SUPPLIED TEXT
■ ■ ■ ■

Speech by ITC Executive Director at the Arab Africa Trade Bridges
Rabat - Morocco
22 February 2017
Your Excellency, Dr. Bandar M.H. HAJJAR, President of the Islamic Development Bank Group (IDB Group),
Members of the Diplomatic Corps and Representatives of International and Regional Organizations,
Ladies and Gentlemen,
It is a pleasure for me to be back in Rabat and I want to thank the Kingdom of Morocco, the Islamic Development Bank Group and the International Islamic Trade Finance Corporation, for inviting ITC to participate in the launch of this important initiative.
Fostering greater economic ties between the Arab States and Sub-Saharan African countries members of the Organisation of Islamic Conference is politically expedient but more importantly, makes smart economic sense.
Africa is the market of the future. It is a hub of untapped innovation. Merging this with the expertise, demand and market opportunities in the Arab region can create a powerful new economic force going forward.
This initiative, in part, will revitalize the historic trade routes that linked the Arab countries to what are now Niger, Mali, Ghana, Tanzania, Kenya and of course, Morocco. The caravans that traversed the Sahara did not just carry goods like gold, salt, and ivory. They brought with them powerful ideas, a religion, a language, and legal codes that facilitated long-distance trust and financing that made even more trade possible.
Today, interregional trade volumes are relatively low. But a recent research by ITC entitled “Export Opportunities for the Arab-Africa Trade Bridge” has identified an untapped trade potential of over US$ 20 billion as a low hanging fruit.
Opportunities are in sectors ranging from agriculture, food and agri-business, to chemicals, and services. These opportunities are there to be seized, but companies, governments, and the Aid for Trade community each have a role to play in converting them into real business transactions.
There are also huge opportunities for investment across the two sub-regions. Foreign Direct Investment (FDI) can come with access to international supply chains, technology and know-how, and even infrastructure, with spillover benefits for local businesses.

■ ■ ■ ■

WRITTEN EXERCISE A
Can you reproduce, unchanged, the part of the records that starts at the line containing "point: the bicycle frame in this photo" and runs through the last record, with both ends included?
The Arab-Africa trade speech and the records are independent of each other.

STORED ROWS
■ ■ ■ ■

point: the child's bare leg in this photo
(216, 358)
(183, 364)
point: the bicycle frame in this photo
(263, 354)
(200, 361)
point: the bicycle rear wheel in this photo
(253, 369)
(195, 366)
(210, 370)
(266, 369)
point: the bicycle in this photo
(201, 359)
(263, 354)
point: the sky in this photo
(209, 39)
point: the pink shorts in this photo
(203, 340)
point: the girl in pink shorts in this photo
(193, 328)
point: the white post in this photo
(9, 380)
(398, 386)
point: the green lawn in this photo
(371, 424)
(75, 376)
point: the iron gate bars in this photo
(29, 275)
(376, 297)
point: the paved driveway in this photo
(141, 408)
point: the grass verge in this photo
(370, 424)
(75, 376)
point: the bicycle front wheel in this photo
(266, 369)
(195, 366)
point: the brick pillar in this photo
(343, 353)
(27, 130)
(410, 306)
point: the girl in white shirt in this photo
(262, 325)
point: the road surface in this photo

■ ■ ■ ■

WRITTEN EXERCISE B
Could you write the next part of the Arab-Africa trade speech, picking up right after its final sentence?

FINAL RESULT A
point: the bicycle frame in this photo
(263, 354)
(200, 361)
point: the bicycle rear wheel in this photo
(253, 369)
(195, 366)
(210, 370)
(266, 369)
point: the bicycle in this photo
(201, 359)
(263, 354)
point: the sky in this photo
(209, 39)
point: the pink shorts in this photo
(203, 340)
point: the girl in pink shorts in this photo
(193, 328)
point: the white post in this photo
(9, 380)
(398, 386)
point: the green lawn in this photo
(371, 424)
(75, 376)
point: the iron gate bars in this photo
(29, 275)
(376, 297)
point: the paved driveway in this photo
(141, 408)
point: the grass verge in this photo
(370, 424)
(75, 376)
point: the bicycle front wheel in this photo
(266, 369)
(195, 366)
point: the brick pillar in this photo
(343, 353)
(27, 130)
(410, 306)
point: the girl in white shirt in this photo
(262, 325)
point: the road surface in this photo

FINAL RESULT B
We need to change the narrative. When the trans-Saharan routes do make the news, it tends to be in the context of regional insecurity, or irregular migrants risking their lives to get to Europe. The Arab-Africa Trade Bridge has the potential to change this as increasing trade and investment across these regions would unleash growth and job creation, broadening economic aspirations for young and growing populations from Mauritania to the Gulf.
An Afro-Arab trade renaissance would complement the ongoing revival of another ancient trade route: the Silk Roads linking China to the Middle East, Europe, and Africa. As part of Beijing’s ‘One Belt, One Road’ initiative, new rail links as well as road and energy infrastructure have already been constructed through Central Asia, and are extending into South Asia and the Middle East. They are being complemented with investments in maritime infrastructure from Eastern Africa to South East Asia.
The Arab-Africa Trade Bridge seeks to address the challenges preventing businesses in the region from taking full advantage of existing trade potential.
According to the ITFC, some of these challenges spring from a lack of information: about market opportunities, about trade laws and regulations, and about companies that could be trading partners. An additional challenge it identifies is insufficient cooperation among trade-related institutions.
These needs align well with ITC’s mandate to help SME’s in developing countries participate in trade, which is why we are so keen to support the implementation of this initiative, starting with a Memorandum of Understanding (MOU) with ITFC.
SMEs employ the vast majority of people and since firms that trade tend to be more productive and pay higher wages, an internationally integrated SME sector translates into inclusive growth.
Many barriers stand between SMEs and international markets, starting with difficulties in accessing trade and market intelligence, which is an area where ITC’s suite of free online tools can help businesses access markets.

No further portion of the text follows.